» Document
• • • •

9 Critical Questions to Ask to Find the Best Platforms for Degree Planning

Searching for the best platform for academic planning is easy. Finding the right one for your school is harder, and the difference usually comes down to whether you asked the right questions before you signed anything. The best platforms also help institutions identify opportunities for improvement and growth within the campus ecosystem.

Most buying processes spend too much time comparing feature lists and not enough time stress-testing whether a platform will work in the context of your campus: your SIS, your advising model, your curriculum complexity, your students, and the need for collaboration across different academic departments and involvement of administrators in the process. A demo can make almost anything look good. The right questions reveal what a demo won't, and ensure the platform supports students in achieving their academic goals efficiently.

As you build your shortlist, run a demo, or request a proposal, here are nine questions worth asking of vendors, and of yourselves.

1. Can you show us the platform and key features from a student's perspective?

This is the question most schools don't think to ask explicitly and it shapes everything else. Many platforms in this category were built from the inside out: designed for registrars and advisors first, with a student-facing layer added later. Others were built from the student experience outward.

Neither approach is inherently wrong, but you need to know which you're evaluating. If the student experience feels like an afterthought (confusing language, limited self-service, no mobile access) that's important information about what was prioritized in the product's design. Ask to see that experience first.

The best academic planning platforms make students active participants in their own degree progress, not passive recipients of information that staff have to relay to them. The best platforms help students track their progress, stay organized, and manage their courses, deadlines, and tasks efficiently. Leading platforms offer planners and apps with user-friendly interfaces, cross-device compatibility, and features like reminders, color coding, and calendar integration—including Google Calendar and Apple Calendar—to help students manage both academic and personal schedules.

2. Who manages audit updates after go-live: our team or yours?

This question exposes one of the most common sources of frustration in this category. Some platforms require IT involvement (or even vendor professional services) every time a requirement changes. Given how frequently programs evolve, that dependency creates a bottleneck that undermines the entire value of having a dynamic audit system.

Your registrar team should be able to manage audit updates independently, without filing a ticket or waiting on a vendor response window. Ask vendors to show you how a registrar makes a change. Watch how many steps it takes, how long it takes, and whether it requires any technical knowledge to execute.

3. What does your SIS integration look like: certified native, or custom-built?

"We integrate with Banner" can mean many things. It can mean a certified, native, bidirectional integration maintained by both vendors. It can also mean a custom connector built during implementation that breaks when either system updates and requires ongoing maintenance to keep running.

Ask vendors for specifics: is the integration certified and native, or custom-built? Who maintains it when something breaks? What happens when your SIS releases a major update? Does data sync in real time, or on a nightly schedule?

The answers matter not just for implementation, but for the ongoing cost of operating the platform. A custom integration that requires IT attention every time either system updates is a hidden cost that won't appear on the license fee. It's crucial to choose a degree planning platform that integrates seamlessly with your Student Information System and aligns with your institution's existing systems and strategic goals. Integration between degree audit technology and SIS is essential for accurate data management and successful academic planning. Effective transfer credit evaluation tools should also integrate seamlessly with your SIS to ensure data consistency and reliability.

• • • •

» Data entries
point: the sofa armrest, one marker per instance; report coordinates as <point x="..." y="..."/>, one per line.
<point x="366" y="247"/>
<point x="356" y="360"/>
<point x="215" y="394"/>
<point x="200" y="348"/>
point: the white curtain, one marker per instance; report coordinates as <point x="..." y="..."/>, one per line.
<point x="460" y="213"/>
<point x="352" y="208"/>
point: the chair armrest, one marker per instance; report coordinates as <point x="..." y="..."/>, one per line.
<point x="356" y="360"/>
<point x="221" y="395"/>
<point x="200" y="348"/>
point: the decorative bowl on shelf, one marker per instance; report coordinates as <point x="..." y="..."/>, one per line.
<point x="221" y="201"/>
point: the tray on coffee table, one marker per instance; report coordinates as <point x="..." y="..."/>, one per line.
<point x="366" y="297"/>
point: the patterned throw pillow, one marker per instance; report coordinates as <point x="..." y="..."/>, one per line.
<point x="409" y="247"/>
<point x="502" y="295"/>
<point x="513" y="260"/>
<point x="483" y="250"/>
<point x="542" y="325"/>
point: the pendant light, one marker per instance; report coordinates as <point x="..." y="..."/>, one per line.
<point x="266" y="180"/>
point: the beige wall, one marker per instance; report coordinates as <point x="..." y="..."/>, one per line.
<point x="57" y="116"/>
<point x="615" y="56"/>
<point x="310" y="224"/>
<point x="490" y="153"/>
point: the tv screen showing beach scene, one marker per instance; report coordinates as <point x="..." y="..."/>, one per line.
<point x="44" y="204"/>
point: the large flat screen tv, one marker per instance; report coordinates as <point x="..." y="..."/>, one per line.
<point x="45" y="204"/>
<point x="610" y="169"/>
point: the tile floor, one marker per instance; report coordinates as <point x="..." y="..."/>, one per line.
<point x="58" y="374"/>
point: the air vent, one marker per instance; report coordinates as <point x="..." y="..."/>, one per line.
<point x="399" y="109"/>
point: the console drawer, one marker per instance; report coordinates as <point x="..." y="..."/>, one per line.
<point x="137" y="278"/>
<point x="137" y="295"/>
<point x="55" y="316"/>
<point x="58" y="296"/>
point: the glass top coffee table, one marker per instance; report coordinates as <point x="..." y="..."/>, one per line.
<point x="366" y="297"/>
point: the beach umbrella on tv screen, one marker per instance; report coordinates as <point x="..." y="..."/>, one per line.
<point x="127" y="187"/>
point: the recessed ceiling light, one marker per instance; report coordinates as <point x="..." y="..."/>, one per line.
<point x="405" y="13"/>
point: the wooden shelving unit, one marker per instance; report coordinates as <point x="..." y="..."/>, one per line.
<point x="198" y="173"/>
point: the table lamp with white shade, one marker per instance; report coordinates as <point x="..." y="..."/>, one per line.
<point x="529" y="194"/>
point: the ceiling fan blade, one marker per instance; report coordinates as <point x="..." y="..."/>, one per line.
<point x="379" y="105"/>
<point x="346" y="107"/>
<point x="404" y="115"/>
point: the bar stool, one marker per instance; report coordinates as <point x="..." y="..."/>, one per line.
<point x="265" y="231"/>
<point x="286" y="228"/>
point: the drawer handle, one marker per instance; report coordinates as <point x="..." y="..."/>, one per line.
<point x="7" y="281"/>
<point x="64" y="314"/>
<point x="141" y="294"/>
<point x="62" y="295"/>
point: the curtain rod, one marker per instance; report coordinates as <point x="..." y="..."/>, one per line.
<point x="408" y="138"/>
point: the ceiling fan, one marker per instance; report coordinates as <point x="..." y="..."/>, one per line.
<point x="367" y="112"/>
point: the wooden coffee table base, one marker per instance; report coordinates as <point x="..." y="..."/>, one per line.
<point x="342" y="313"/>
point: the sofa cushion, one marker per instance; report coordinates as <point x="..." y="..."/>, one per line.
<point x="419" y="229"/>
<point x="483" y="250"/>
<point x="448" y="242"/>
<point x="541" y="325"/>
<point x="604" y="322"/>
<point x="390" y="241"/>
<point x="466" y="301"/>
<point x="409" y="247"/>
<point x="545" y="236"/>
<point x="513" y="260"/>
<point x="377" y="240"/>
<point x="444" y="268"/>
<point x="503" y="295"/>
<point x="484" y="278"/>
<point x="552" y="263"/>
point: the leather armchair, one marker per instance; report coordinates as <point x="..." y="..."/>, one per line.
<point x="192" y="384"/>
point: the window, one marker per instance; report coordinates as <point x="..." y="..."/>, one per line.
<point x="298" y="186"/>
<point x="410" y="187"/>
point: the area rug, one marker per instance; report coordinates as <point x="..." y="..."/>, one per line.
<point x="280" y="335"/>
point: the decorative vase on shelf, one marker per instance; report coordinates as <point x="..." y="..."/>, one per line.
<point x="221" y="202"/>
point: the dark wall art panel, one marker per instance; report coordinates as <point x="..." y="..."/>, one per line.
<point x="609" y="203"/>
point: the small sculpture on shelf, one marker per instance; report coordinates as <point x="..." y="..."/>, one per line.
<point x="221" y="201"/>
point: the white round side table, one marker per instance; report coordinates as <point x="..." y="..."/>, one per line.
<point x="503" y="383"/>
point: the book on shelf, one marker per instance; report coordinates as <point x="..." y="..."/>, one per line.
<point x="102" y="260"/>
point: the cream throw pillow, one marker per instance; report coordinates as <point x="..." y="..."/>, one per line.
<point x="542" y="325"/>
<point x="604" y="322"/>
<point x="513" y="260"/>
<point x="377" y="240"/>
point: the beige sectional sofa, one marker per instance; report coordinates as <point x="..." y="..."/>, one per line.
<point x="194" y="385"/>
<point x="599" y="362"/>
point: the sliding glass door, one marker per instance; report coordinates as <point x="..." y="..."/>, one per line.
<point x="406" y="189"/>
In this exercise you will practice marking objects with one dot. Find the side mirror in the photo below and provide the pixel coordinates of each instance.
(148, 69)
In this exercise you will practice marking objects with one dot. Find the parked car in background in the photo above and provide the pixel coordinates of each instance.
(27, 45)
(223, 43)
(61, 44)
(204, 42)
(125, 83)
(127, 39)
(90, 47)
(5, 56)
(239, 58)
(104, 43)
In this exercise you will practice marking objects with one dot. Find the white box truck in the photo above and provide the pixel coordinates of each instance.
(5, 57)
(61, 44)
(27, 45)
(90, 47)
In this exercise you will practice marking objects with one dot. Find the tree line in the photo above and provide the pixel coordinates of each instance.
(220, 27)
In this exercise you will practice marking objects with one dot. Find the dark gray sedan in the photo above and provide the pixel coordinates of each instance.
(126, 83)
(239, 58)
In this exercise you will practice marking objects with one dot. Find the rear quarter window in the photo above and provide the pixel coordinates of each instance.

• • • •

» Stated task A
From the article on degree-planning platforms, set down the stretch from "This question exposes" through "certified native, or custom-built?" word for word.
» Stated task B
Summarize the article on degree-planning platforms in two sentences.
» Stated task C
According to the article on degree-planning platforms, what is a custom integration that requires IT attention every time either system updates?

» Complete output A
This question exposes one of the most common sources of frustration in this category. Some platforms require IT involvement (or even vendor professional services) every time a requirement changes. Given how frequently programs evolve, that dependency creates a bottleneck that undermines the entire value of having a dynamic audit system.

Your registrar team should be able to manage audit updates independently, without filing a ticket or waiting on a vendor response window. Ask vendors to show you how a registrar makes a change. Watch how many steps it takes, how long it takes, and whether it requires any technical knowledge to execute.

3. What does your SIS integration look like: certified native, or custom-built?

» Complete output B
The article argues that finding the right degree-planning platform depends on asking the right questions, since buyers often spend too much time comparing feature lists and a demo can make almost anything look good. It recommends seeing the platform from a student's perspective, confirming that the registrar team can manage audit updates without IT or vendor help, and learning whether the SIS integration is certified and native or custom-built.

» Complete output C
It is a hidden cost that won't appear on the license fee.